* _BRIEF_:
Reproduce all records word for word.

▼

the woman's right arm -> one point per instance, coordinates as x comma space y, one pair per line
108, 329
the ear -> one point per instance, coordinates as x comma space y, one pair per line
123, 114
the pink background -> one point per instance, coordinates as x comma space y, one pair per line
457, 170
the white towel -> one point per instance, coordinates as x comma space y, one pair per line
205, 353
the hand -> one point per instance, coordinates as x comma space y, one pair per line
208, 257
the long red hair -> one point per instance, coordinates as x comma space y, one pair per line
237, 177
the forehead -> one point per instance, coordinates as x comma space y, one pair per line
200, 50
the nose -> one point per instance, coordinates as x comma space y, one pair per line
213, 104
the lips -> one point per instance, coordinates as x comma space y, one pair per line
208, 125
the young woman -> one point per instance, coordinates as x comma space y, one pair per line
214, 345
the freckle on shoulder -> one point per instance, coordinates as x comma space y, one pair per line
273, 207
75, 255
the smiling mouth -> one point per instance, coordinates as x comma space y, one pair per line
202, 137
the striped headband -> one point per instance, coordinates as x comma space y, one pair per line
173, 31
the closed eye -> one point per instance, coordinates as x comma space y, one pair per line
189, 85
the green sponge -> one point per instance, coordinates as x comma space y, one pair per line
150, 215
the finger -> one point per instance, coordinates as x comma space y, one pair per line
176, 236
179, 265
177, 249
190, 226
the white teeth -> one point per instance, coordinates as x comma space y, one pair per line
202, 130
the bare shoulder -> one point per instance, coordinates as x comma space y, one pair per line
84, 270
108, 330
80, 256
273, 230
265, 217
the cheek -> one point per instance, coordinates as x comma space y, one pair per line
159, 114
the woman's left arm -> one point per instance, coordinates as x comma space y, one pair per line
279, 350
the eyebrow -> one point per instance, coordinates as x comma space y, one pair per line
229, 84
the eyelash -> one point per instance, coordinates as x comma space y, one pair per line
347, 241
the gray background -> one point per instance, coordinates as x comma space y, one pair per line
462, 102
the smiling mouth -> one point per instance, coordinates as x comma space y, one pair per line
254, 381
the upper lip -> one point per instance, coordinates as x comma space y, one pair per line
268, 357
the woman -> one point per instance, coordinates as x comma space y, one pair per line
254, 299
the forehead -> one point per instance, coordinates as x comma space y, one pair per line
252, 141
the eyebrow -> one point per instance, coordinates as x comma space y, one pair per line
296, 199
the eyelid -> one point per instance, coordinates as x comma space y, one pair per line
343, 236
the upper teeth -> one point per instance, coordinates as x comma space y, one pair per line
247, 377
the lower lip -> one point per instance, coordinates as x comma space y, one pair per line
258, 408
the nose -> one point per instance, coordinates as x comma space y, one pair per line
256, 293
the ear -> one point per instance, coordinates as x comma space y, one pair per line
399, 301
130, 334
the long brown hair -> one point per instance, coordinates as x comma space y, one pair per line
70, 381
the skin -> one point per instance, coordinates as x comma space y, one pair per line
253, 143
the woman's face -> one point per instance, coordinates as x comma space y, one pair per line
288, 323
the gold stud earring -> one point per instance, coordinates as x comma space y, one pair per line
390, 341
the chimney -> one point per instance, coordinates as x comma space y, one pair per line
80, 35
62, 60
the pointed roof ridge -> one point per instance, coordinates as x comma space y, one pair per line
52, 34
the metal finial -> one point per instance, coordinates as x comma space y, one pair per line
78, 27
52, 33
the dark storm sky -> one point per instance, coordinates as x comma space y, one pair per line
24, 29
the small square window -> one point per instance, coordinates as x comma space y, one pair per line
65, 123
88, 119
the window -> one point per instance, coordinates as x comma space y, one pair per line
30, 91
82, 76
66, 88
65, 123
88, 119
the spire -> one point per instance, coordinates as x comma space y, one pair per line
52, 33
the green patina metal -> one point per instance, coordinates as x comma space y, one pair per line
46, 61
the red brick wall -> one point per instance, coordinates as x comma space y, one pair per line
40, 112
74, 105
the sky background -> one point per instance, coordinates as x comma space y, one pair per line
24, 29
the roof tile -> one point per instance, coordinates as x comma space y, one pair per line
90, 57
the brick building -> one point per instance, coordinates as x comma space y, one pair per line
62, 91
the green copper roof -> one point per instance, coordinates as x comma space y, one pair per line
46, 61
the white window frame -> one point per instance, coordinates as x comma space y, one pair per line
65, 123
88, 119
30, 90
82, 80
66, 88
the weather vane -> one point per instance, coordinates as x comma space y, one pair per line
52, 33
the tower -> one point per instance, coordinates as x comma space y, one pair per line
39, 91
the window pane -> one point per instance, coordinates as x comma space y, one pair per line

▲

* _TASK SOLUTION_:
the woman's right arm -> one point per instance, coordinates as x comma space y, one pair per line
108, 329
the ear -> one point per instance, coordinates as x comma space y, one pair per line
123, 114
the pink background -> one point per instance, coordinates as x comma space y, one pair per line
457, 170
the white towel -> one point per instance, coordinates as x comma space y, one pair per line
205, 353
the hand -> one point per instance, coordinates as x comma space y, one pair per line
208, 257
the long red hair -> one point per instance, coordinates as x comma space y, one pair per line
237, 177
the forehead -> one point per instance, coordinates as x comma space y, one pair per line
200, 50
the nose -> one point per instance, coordinates as x comma space y, one pair per line
213, 104
the lips -> one point per instance, coordinates as x comma space y, one pair per line
208, 125
the young woman -> one point per instance, coordinates as x comma space y, one pair per line
214, 345
the freckle on shoulder -> one point per instance, coordinates as x comma space y, one pair per line
273, 207
75, 255
the smiling mouth -> one point per instance, coordinates as x comma space y, one pair per line
202, 137
the striped headband -> one point per instance, coordinates as x comma space y, one pair per line
173, 31
the closed eye -> one point per instance, coordinates as x comma space y, one pair per line
189, 85
the green sponge -> one point per instance, coordinates as x comma space y, one pair per line
150, 215
the finger -> one point per instance, coordinates as x comma space y, one pair per line
176, 236
179, 265
177, 249
190, 226
the white teeth -> one point per instance, coordinates as x comma space y, one pair per line
202, 130
the bare shoulder -> one point per instance, coordinates as x comma space y, one pair per line
84, 270
108, 330
80, 256
273, 230
265, 217
the cheek -> one point per instance, coordinates as x comma space y, one pair per line
159, 114
the woman's left arm -> one point per instance, coordinates as x comma space y, one pair per line
279, 350
the eyebrow -> one point per instance, coordinates as x comma space y, one pair per line
229, 84
the eyelash -> one point per instance, coordinates as x comma space y, one pair per line
347, 241
the gray background -> one point per instance, coordinates as x comma space y, one pair per line
462, 102
the smiling mouth -> one point per instance, coordinates as x comma space y, one pair per line
254, 381
the upper lip -> one point per instance, coordinates as x comma space y, one pair per line
268, 357
the woman -> one point per instance, coordinates as x comma space y, one pair per line
254, 299
the forehead -> one point per instance, coordinates as x comma space y, one pair per line
252, 141
the eyebrow -> one point per instance, coordinates as x comma space y, one pair per line
296, 199
the eyelid -> one point per instance, coordinates as x comma space y, one pair per line
343, 236
the upper teeth -> one point per instance, coordinates as x comma space y, one pair per line
247, 377
the lower lip -> one point per instance, coordinates as x comma space y, one pair per line
258, 408
the nose -> one point per instance, coordinates as x comma space y, one pair per line
256, 293
the ear -> one point per instance, coordinates as x comma space y, one pair per line
399, 301
130, 334
the long brown hair -> one point per instance, coordinates as x comma space y, one pair per line
70, 381
the skin -> one point per instance, coordinates as x comma space y, one pair per line
253, 143
the woman's face -> one point per instance, coordinates as x comma space y, one pair per line
288, 323
the gold stud earring -> one point per instance, coordinates as x comma space y, one pair per line
390, 341
the chimney -> one point per instance, coordinates as x comma space y, one pair per line
80, 35
62, 60
the pointed roof ridge -> one point per instance, coordinates as x comma space y, one pair per line
52, 34
the metal finial -> one point per instance, coordinates as x comma space y, one pair per line
78, 27
52, 33
the dark storm sky -> one point per instance, coordinates as x comma space y, one pair per line
24, 29
the small square window -> one point per instance, coordinates as x comma space y, one pair per line
65, 123
88, 119
the window -> one point per instance, coordinates as x comma space y, one pair per line
30, 91
82, 76
66, 88
65, 123
88, 119
the spire -> one point per instance, coordinates as x comma space y, one pair per line
52, 33
the green patina metal -> one point per instance, coordinates as x comma space y, one pair per line
46, 61
the red brick wall -> one point per instance, coordinates as x comma space y, one pair per line
40, 112
74, 105
the sky background -> one point per instance, coordinates as x comma space y, one pair per line
24, 29
the roof tile -> one point per instance, coordinates as x comma space y, one pair per line
90, 57
the brick building -> one point per instance, coordinates as x comma space y, one pair per line
62, 91
the green copper roof -> one point per instance, coordinates as x comma space y, one pair per line
46, 61
the white window frame -> one point per instance, coordinates as x comma space y, one pair per line
65, 123
88, 119
30, 90
82, 80
66, 88
the weather vane -> one point per instance, coordinates as x comma space y, one pair per line
52, 33
the tower -> one point per instance, coordinates as x comma space y, one pair per line
39, 91
the window pane -> one point per instance, coordinates as x comma space y, one pair per line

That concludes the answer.